◆ **YOUR TASK**
Rescale the data below by writing out every line again, requests included, with each coordinate in the answers multiplied by 0.35 and rounded to a whole number, halves rounded up. Keep the sample numbers in the requests unchanged, and leave the pictures out of your answer.
-- start of DATA PROVIDED --
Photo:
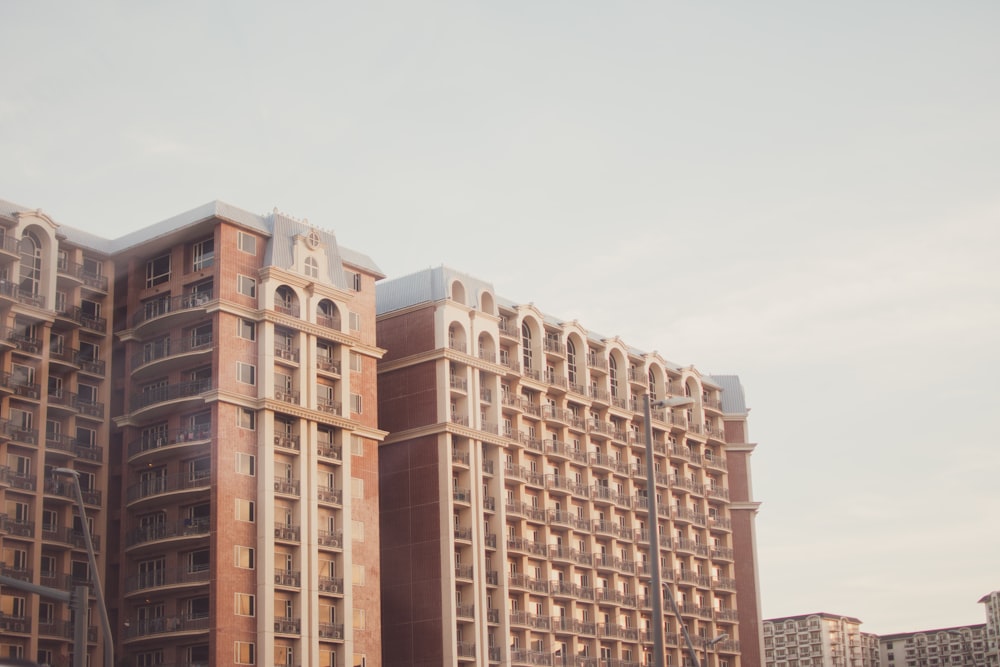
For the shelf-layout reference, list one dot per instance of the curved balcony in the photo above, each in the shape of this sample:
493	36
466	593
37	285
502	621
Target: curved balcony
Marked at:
182	625
166	399
167	484
164	356
188	529
162	446
179	310
184	578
-- end of DATA PROVIDED --
◆ **WRITTEN RESPONSE**
Photo:
For the shelf-layout reference, list one dot per instance of the curved balcony in the photo above, each in the shape of this sample:
493	36
466	593
37	285
502	621
Target: curved balcony
Marked at:
64	219
58	140
58	169
57	125
66	185
57	156
63	109
64	202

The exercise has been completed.